- **SHORT TASK**
Copy each of the entries below word for word, and leave the pictures out of your copy.

- **SUPPLIED RECORDS**

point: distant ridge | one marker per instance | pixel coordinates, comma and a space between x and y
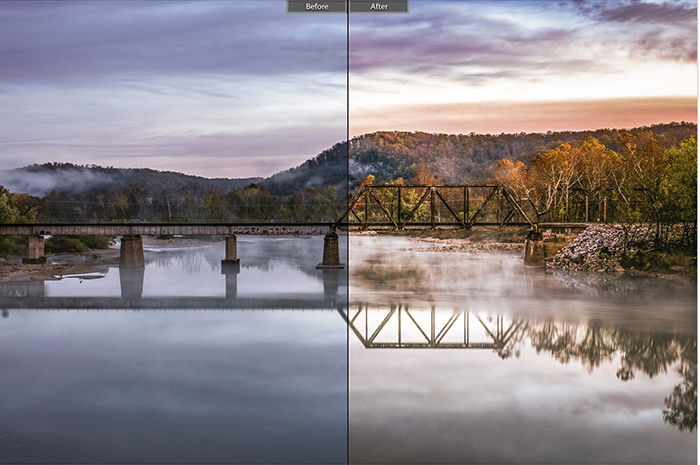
68, 178
453, 158
385, 154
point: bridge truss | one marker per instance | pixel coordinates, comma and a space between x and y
400, 207
399, 327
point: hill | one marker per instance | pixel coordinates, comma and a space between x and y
453, 158
386, 155
68, 178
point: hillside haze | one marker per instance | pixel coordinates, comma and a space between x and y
452, 158
67, 178
386, 155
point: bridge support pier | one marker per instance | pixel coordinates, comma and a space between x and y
331, 253
231, 259
131, 281
331, 282
131, 252
534, 249
35, 250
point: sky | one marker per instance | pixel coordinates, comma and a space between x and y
228, 88
512, 66
239, 88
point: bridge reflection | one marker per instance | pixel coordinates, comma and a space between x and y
32, 295
652, 352
399, 327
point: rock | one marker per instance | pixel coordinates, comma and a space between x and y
599, 248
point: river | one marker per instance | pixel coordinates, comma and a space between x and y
451, 357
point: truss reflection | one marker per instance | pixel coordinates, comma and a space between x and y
400, 327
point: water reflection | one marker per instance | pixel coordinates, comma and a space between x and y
472, 358
185, 386
591, 345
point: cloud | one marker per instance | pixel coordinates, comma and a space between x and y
654, 13
498, 117
83, 41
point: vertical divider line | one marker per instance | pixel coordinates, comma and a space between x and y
347, 229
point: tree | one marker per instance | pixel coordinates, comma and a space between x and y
423, 175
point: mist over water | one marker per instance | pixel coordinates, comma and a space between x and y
187, 385
454, 358
473, 358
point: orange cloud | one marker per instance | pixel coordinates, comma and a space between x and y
499, 117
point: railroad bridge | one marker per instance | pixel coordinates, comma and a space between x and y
379, 208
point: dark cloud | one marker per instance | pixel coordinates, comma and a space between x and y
438, 37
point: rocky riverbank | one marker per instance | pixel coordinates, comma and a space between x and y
620, 248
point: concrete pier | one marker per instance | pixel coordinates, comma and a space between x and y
131, 252
131, 281
331, 252
231, 258
35, 250
331, 282
534, 249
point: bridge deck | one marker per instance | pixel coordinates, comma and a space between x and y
170, 303
162, 229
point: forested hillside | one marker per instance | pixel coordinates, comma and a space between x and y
317, 189
68, 178
452, 158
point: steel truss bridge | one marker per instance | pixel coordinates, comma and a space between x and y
401, 207
399, 327
380, 207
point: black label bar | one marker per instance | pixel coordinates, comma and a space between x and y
319, 6
339, 6
386, 6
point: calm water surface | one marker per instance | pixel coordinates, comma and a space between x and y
472, 358
454, 358
180, 386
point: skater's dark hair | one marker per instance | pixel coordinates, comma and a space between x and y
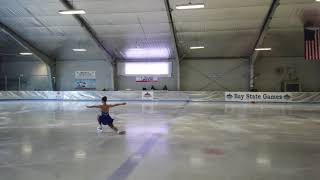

- **SOLUTION**
point: distant ridge | one marker per instance | pixel coordinates, comma and a space between x and y
68, 178
453, 158
385, 154
point: bridge truss | one marker per instance | pixel coordinates, comma and a space between x and y
400, 207
399, 327
point: hill | one marker per instance | pixel coordinates, comma and a space between x and y
453, 158
386, 155
68, 178
point: hillside haze | one marker per instance | pixel coordinates, comma and a space between x and y
452, 158
67, 178
386, 155
point: bridge support pier | one marker per instance | pixel coordinates, comma and a space between x and y
331, 253
231, 259
131, 281
331, 282
131, 252
534, 249
35, 250
point: sky | one marker per instance | pixel coordinates, comma and a space between x and y
228, 88
512, 66
239, 88
point: bridge reflection | one marker per instance | pixel coordinates, comma and a space between x and y
32, 295
652, 352
399, 327
point: rock | one marker per instance | pixel coordinates, comma and a space between x and y
599, 248
point: river | one marker per instance | pixel coordinates, comma and a space between x and y
451, 357
point: truss reflection | one marker per instance | pixel coordinates, comma and a space between x and y
400, 327
point: water reflection | one marker per instance | pixel coordinates, comma and a space between x and y
472, 358
185, 386
591, 345
point: cloud | one marker per instance | pixel coordinates, comma and a space between x and y
654, 13
498, 117
83, 41
point: vertical divider line | one marker per instance | pixel coordinates, comma and a space between x and y
347, 229
point: tree | one marker per instance | pixel coordinates, comma and a space between x and y
423, 175
point: mist over water | one marker per instance | pixel coordinates, comma and a space between x and y
187, 385
454, 358
473, 358
point: orange cloud | one marker per instance | pixel coordinates, comma and a space between x and y
499, 117
point: railroad bridge | one marker per instance | pixel coordinates, comma and a space between x and y
379, 208
point: dark cloud | one marker per instance | pixel coordinates, comma and a space between x and y
438, 37
point: rocky riverbank | one marker per instance | pixel coordinates, comma and a space between x and y
620, 248
point: concrete pier | one marker per instance | pixel coordinates, comma and a space between x and y
131, 252
131, 281
331, 252
231, 258
35, 250
331, 282
534, 249
point: bridge deck | one marker per instance | pixel coordinates, comma and a space between x and y
170, 303
162, 229
point: forested hillside | one marker per instance | pixel coordinates, comma and a space between x and y
317, 189
68, 178
452, 158
point: steel truss bridge | one marker per instance | pixel coordinates, comma and a space between x and y
401, 207
399, 327
380, 207
point: black label bar | one marker per instance | pixel coordinates, comma and a space between x and y
319, 6
339, 6
386, 6
point: calm water surface | one marker per instance | pixel coordinates, comma and a space between x and y
472, 358
454, 358
180, 386
point: skater's dark hair | one marker per instance | pixel coordinates, comma and a space between x and y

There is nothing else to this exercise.